=== Begin Enclosure ===

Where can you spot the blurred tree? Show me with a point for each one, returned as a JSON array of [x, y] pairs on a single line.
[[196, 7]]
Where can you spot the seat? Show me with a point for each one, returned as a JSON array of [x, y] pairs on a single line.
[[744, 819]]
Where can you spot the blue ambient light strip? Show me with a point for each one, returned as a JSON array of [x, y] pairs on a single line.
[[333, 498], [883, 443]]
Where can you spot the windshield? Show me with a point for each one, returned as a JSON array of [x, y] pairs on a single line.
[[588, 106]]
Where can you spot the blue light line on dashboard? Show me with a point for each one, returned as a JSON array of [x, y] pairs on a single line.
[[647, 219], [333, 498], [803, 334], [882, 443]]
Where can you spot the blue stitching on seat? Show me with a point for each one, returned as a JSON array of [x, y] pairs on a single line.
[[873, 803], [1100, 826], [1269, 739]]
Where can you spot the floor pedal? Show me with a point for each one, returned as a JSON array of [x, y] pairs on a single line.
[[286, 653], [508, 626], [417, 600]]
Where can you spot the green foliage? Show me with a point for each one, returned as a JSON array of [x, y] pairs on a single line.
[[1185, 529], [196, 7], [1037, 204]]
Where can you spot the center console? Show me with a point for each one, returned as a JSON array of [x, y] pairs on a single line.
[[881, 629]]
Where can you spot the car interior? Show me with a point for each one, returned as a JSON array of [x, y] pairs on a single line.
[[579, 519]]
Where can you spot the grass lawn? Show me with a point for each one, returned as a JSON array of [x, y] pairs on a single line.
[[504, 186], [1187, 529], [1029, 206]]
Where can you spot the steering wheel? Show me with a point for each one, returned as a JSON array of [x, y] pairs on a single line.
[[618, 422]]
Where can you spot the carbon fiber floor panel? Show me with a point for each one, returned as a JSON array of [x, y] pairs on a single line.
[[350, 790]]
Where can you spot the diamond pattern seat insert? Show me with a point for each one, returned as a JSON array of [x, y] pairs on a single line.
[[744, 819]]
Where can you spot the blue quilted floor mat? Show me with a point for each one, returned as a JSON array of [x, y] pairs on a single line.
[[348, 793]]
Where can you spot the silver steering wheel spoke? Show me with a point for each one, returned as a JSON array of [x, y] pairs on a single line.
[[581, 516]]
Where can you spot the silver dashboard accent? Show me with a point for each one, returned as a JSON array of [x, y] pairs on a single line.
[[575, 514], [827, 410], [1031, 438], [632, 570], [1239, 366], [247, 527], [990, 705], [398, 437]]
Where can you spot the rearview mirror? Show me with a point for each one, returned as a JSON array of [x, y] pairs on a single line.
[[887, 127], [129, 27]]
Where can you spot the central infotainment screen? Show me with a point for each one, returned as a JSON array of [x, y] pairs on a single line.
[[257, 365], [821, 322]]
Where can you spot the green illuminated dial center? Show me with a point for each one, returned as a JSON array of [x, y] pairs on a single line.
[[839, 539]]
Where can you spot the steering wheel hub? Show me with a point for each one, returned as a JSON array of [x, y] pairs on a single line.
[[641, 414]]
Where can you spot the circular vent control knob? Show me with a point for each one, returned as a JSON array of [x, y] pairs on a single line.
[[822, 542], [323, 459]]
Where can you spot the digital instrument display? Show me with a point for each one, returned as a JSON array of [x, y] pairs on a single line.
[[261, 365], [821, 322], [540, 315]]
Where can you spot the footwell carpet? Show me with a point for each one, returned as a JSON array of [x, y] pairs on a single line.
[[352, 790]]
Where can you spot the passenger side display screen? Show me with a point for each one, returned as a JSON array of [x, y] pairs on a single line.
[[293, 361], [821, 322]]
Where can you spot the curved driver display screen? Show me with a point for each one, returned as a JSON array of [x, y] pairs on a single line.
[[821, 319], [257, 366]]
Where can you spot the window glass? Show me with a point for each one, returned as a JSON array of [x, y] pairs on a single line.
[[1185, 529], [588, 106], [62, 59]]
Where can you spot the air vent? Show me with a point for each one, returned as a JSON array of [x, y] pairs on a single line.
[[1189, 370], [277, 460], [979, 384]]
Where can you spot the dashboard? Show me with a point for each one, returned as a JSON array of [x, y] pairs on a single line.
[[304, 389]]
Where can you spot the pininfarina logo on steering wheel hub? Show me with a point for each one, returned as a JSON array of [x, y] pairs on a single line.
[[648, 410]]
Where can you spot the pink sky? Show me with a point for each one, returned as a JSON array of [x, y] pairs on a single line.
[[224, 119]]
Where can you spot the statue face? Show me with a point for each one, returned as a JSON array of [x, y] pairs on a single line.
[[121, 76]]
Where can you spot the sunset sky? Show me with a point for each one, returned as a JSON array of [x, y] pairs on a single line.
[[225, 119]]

=== End Enclosure ===

*Task brief*.
Give back the entire listing, line for line, exactly as it stands.

*Reply*.
Where can you spot the blurred tree? Show me with a point for each one, returned as a JSON array of [x, y] pairs on a single line.
[[196, 7]]
Where can you spot the seat? Show me with a point for each one, returned as a JSON array of [x, y] pairs on a single line.
[[744, 819]]
Where can you spot the blue ambient light strip? Show me with a point for each one, returned as a JSON array of [x, y] pairs on a single line.
[[333, 498], [883, 443]]
Where can you spot the windshield? Show me with a point for each one, returned as a JSON array of [x, y] pairs on a single line.
[[588, 106]]
Where can you spot the blue light line on dashboard? Show me with a point for each one, returned as a JSON array of [x, y] pairs on a single line.
[[647, 219], [333, 498], [803, 334], [882, 443]]
Where can you spot the blue stitching on seat? Show me with a point for each one, returned as a JSON array of [x, y] pairs on a single line.
[[873, 803], [1100, 826], [1269, 739]]
Where can you spot the floor pedal? Show me with a point for each one, returned as a JSON array of [x, y] pairs on a single line.
[[286, 653], [508, 626], [417, 600]]
Where can you spot the green foliage? Show me with a point for each one, returned as a JSON array of [x, y] pairs on a single line.
[[1185, 529], [196, 7], [1037, 204]]
Where can you spot the center console? Show me with a point for each one, returned as a JSON array of [x, y] pairs on a single line.
[[881, 629]]
Where can you spot the car interior? Show me with a point for each one, returned as a JSON array of [x, y] pairs on a single line.
[[579, 519]]
Where can you spot the grass lawn? Show me with a point for each one, returned as a JSON array of [x, y] pairs on a single line.
[[504, 186], [1187, 529], [1029, 206]]
Where can you spot the steering wheel? Show me with a point for each one, returned as a JSON array of [x, y] pairs on a single line.
[[618, 422]]
Where can you spot the carbon fiber floor panel? Show me with a point for each one, returned as a JSON array of [x, y] pairs on a single line.
[[350, 790]]
Where can you spot the diamond pattern seat insert? Show me with a point for each one, returned as a JSON array of [x, y] pairs on a single line.
[[744, 819]]
Where can you spot the blue quilted floor mat? Show me with a point for each one, returned as a JSON array of [x, y] pairs on a single line.
[[348, 793]]
Where can you spot the silver steering wheel spoke? Show me with a point for each one, returned as a JSON array of [x, y] pairs on a single line.
[[581, 516]]
Where can you spot the silver dashboard accent? Show me with a point for each one, returned as a JSON array of [x, y] pairs on a single line.
[[575, 514], [827, 410], [1031, 438], [632, 570], [1239, 366], [247, 527], [990, 705], [398, 437]]
Where can you spot the rearview mirror? Show me with a point for each one, returned as a JSON array of [x, y] pairs on a single line.
[[887, 127], [129, 27]]
Where can you spot the central infotainment screen? Show me with a point for each one, returned as a JSON array of [x, y] pairs on a single line.
[[257, 365], [821, 322]]
Where can you spot the green illuminated dial center? Show me with a point for each one, returned as a JSON array of [x, y] pairs on a single line.
[[839, 539]]
Where can you spot the steering wheel hub? Show me with a point for each one, returned as a JSON array of [x, y] pairs on a single line.
[[641, 414]]
Where can you spot the circular vent control knob? Show me with a point for each one, returned as a JSON array of [x, y] pairs on a single line.
[[822, 542], [323, 459]]
Where can you spot the digital instrument display? Show me with a point for each one, returned as a JSON array of [x, y] pairs on a single line.
[[261, 365], [821, 322], [540, 315]]
Where can you spot the footwell carpet? Show me with a point for each one, returned as a JSON array of [x, y] pairs on a single line.
[[352, 790]]
Where can you spot the passenger side display screen? Show me with a point for each one, returned as a JSON array of [x, y] pairs on a single line.
[[293, 361], [821, 322]]
Where can you spot the curved driver display screen? Show me with a point for each one, returned as a JSON array of [x, y] pairs on a single line.
[[821, 319], [257, 366]]
Where can you spot the window glass? Show me with a point for each one, returned as a JSON array of [x, y] pairs on a single line.
[[1185, 529], [588, 106], [62, 59]]
Where can you spot the air vent? Show me with a point for each one, returned as a JSON array of [x, y] pairs on a single line.
[[1189, 370], [277, 460], [979, 384]]
Where can you spot the dashboard? Show me with a point for each one, returned as a JSON array of [x, y] pairs on a single line.
[[304, 389]]
Where can you spot the pininfarina logo on steering wheel hub? Show me with a point for each one, returned as a JSON array of [x, y] pairs on a single line.
[[648, 410]]
Where can you spot the pink sky? Show me with a point for each one, returned as a JSON array of [x, y] pairs on a single line.
[[224, 119]]
Where can you spot the statue face? Show me with a point for each one, returned as a JSON array of [x, y] pairs on a single line.
[[121, 76]]
Where can you spot the sunset sky? Show me with a point for each one, returned as a JSON array of [x, y] pairs on a single line.
[[225, 119]]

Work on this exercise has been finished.